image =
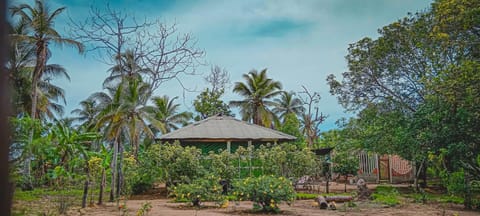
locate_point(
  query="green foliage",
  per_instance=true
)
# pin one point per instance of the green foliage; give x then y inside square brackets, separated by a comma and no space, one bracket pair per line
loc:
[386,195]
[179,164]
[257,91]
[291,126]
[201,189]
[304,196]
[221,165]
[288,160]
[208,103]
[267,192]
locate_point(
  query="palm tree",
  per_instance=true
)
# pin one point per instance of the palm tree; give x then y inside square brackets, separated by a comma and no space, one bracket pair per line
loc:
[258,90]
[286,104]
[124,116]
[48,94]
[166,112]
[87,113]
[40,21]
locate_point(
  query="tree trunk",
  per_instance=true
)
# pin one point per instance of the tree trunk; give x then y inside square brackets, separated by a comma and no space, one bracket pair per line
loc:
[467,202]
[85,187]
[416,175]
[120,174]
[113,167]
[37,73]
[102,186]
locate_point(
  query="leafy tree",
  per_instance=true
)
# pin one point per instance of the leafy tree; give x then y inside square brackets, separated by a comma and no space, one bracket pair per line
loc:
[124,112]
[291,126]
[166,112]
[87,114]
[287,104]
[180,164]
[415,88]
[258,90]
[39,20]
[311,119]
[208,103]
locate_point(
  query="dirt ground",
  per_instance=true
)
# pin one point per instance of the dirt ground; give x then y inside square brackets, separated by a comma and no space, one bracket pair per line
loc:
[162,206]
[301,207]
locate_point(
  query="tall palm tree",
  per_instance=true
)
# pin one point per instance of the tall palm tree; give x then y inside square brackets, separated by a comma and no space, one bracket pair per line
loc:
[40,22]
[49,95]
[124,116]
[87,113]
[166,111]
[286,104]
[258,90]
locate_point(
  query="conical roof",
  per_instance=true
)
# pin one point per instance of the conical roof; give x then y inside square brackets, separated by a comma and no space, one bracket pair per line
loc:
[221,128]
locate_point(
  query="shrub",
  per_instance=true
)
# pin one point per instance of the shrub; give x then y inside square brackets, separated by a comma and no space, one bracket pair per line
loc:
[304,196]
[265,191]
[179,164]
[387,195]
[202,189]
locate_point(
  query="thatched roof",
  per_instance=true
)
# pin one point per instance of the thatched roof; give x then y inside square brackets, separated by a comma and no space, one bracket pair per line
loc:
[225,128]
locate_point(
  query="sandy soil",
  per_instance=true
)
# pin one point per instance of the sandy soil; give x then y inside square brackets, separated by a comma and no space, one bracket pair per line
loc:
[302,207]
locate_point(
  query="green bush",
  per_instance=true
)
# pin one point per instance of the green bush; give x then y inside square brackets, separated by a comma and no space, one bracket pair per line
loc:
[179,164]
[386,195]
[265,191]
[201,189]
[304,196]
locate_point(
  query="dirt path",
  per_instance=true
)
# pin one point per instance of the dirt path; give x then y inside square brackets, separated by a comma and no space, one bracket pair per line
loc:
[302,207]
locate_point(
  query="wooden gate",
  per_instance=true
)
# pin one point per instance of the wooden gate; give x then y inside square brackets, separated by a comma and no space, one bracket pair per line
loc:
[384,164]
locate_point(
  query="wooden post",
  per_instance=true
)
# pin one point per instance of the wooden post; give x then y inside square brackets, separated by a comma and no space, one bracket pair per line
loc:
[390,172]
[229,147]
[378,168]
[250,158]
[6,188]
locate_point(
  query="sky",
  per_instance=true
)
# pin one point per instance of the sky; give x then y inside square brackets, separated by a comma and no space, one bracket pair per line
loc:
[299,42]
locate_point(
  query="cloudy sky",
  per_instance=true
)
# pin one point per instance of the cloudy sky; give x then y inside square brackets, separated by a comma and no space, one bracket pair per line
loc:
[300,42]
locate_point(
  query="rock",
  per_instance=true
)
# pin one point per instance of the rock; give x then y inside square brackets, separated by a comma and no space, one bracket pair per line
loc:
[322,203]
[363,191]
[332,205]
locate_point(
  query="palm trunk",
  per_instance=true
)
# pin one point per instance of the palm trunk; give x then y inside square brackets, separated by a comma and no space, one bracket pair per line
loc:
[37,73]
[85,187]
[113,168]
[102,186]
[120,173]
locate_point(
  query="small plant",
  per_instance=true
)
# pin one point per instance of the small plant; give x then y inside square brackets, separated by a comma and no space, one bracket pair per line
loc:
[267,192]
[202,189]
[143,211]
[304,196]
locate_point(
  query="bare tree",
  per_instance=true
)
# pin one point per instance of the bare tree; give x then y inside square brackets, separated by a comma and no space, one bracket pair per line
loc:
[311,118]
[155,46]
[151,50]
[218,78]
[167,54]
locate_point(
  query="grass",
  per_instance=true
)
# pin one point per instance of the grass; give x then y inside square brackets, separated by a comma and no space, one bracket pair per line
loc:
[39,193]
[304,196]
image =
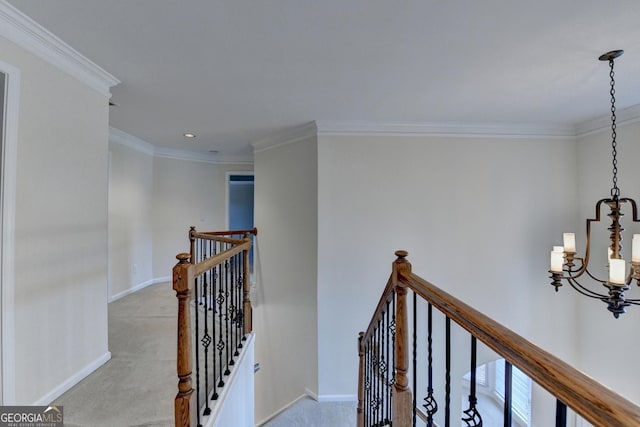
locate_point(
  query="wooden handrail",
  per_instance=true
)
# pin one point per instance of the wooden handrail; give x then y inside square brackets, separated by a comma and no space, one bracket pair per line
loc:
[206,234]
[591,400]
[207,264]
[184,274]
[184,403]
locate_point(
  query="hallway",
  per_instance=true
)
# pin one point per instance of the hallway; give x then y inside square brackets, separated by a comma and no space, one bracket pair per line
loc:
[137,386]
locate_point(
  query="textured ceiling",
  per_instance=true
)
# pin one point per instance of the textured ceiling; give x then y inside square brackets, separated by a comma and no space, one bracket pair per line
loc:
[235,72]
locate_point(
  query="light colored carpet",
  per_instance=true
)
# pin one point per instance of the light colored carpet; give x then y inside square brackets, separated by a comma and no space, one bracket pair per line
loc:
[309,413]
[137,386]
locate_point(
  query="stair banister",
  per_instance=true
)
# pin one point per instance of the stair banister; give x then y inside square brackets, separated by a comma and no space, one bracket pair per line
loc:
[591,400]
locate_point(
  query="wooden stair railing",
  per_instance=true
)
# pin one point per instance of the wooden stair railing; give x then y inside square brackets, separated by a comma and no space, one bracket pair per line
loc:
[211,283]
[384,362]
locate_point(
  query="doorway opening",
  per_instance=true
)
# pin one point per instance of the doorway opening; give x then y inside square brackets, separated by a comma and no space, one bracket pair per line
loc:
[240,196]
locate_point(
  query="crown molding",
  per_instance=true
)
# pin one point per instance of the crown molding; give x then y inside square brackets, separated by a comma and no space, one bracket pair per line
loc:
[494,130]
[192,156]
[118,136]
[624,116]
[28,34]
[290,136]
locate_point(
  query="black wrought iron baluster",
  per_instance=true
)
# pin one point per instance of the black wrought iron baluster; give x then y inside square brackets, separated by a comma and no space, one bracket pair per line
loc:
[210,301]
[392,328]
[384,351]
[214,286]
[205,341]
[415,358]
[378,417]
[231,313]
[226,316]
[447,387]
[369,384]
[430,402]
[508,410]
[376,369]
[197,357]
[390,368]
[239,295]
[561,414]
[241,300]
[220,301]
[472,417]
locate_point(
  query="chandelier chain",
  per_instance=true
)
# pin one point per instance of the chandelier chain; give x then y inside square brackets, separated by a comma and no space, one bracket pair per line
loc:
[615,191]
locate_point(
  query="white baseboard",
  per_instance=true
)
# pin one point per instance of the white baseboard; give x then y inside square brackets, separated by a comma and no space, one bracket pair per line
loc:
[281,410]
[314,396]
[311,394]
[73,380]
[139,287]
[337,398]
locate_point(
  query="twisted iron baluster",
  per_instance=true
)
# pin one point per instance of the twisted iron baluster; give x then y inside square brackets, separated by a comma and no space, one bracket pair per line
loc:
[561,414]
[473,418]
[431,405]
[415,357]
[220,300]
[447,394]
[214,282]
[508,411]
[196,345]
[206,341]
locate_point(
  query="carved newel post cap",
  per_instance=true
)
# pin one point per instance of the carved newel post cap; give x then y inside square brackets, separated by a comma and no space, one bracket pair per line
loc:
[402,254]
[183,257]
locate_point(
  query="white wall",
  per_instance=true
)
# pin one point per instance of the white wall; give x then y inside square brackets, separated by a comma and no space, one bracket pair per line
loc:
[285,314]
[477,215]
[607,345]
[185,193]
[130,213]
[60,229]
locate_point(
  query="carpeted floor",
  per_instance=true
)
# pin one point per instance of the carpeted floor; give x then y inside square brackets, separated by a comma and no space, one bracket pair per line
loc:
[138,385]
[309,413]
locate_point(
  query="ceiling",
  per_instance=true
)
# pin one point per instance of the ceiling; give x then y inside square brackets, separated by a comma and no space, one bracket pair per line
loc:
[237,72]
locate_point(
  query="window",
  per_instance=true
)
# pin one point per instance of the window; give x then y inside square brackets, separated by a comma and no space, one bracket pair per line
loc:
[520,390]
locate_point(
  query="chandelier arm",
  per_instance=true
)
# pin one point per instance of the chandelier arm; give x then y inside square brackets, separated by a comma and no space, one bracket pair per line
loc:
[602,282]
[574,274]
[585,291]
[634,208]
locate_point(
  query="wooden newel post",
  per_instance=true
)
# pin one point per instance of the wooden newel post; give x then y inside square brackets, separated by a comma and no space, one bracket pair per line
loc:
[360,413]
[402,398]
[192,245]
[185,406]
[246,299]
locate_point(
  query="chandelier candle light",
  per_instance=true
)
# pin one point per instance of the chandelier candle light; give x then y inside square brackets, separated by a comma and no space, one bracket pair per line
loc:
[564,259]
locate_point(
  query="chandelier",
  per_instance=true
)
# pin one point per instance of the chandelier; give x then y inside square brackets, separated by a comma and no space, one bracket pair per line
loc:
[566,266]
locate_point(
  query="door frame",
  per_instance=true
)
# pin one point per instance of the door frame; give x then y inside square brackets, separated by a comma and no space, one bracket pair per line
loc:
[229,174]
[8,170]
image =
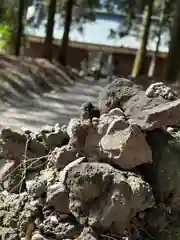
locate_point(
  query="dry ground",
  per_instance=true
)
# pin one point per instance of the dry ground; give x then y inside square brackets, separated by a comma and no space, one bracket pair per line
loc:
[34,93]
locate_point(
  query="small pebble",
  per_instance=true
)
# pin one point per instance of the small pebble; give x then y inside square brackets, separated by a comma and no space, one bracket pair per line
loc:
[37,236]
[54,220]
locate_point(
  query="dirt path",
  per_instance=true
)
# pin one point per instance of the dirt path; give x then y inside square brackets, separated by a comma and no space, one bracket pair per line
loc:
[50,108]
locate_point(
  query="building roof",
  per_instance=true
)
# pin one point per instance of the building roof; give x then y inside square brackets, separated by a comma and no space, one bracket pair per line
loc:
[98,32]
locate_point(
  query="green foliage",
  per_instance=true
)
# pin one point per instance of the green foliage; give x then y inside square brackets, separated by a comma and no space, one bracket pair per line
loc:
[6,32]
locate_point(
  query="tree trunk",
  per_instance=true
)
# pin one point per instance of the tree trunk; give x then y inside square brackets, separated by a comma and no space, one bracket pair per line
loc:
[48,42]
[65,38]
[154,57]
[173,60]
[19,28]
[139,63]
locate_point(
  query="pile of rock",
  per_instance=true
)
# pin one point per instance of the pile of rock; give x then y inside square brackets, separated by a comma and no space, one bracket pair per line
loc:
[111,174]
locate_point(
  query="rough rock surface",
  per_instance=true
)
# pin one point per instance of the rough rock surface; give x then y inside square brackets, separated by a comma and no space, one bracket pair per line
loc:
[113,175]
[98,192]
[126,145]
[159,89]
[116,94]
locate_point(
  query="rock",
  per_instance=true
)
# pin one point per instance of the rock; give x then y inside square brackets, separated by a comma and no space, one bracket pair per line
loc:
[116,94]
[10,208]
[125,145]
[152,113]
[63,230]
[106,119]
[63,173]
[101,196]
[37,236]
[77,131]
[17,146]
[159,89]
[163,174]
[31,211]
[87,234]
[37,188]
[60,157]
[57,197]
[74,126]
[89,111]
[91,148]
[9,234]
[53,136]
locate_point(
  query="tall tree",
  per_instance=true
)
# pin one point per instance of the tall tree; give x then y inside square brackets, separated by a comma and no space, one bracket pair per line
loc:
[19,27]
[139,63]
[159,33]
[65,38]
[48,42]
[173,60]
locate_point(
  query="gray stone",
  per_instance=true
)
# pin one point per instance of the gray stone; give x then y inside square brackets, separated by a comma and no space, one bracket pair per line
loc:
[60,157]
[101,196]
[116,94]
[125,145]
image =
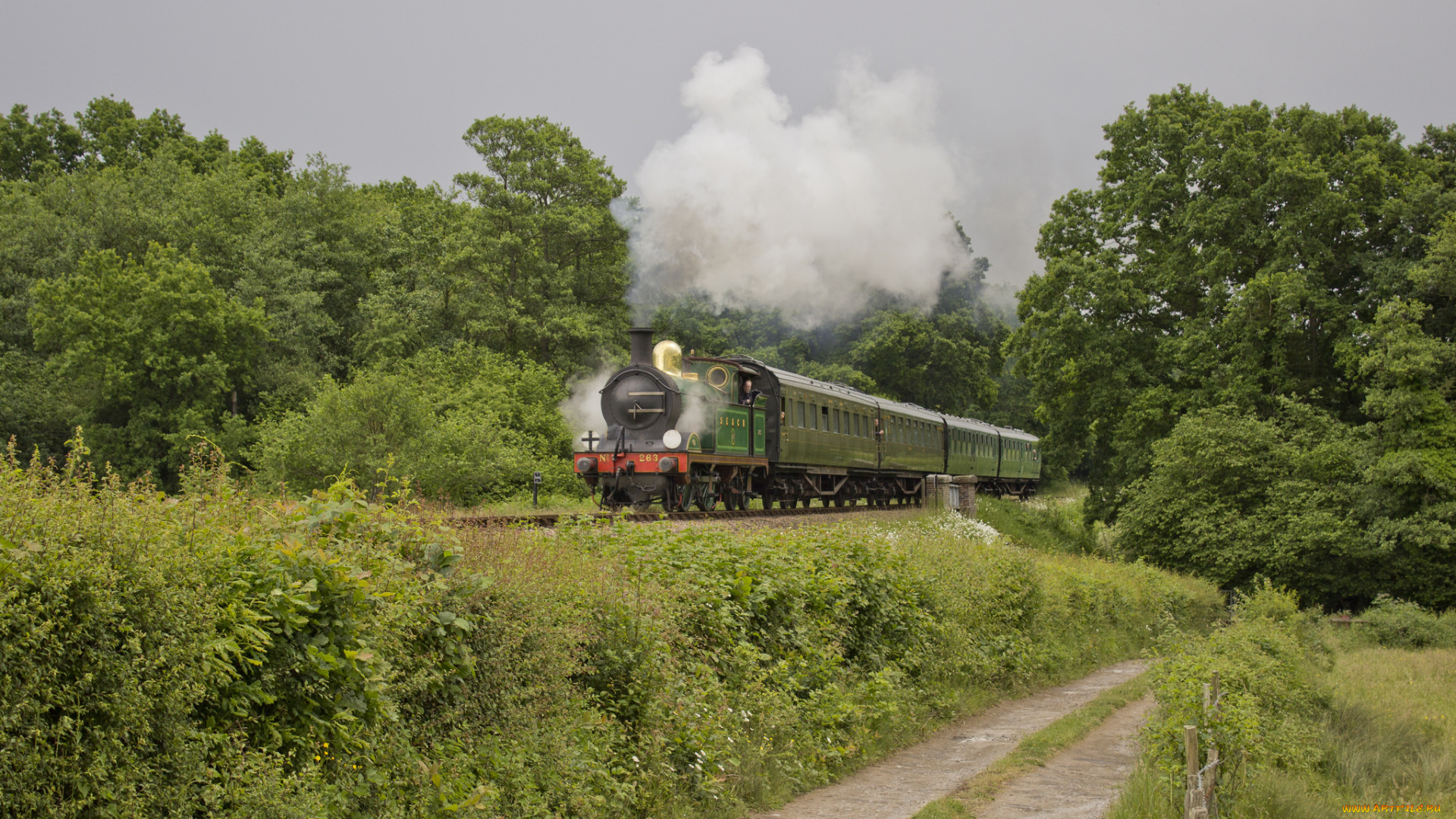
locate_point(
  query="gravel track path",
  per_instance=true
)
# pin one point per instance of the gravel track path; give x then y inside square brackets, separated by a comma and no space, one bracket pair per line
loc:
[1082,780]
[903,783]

**TASK OBJECTIVE:**
Count the lines in the items above that contain the word "window", and give only that number.

**TASK RESPONSE:**
2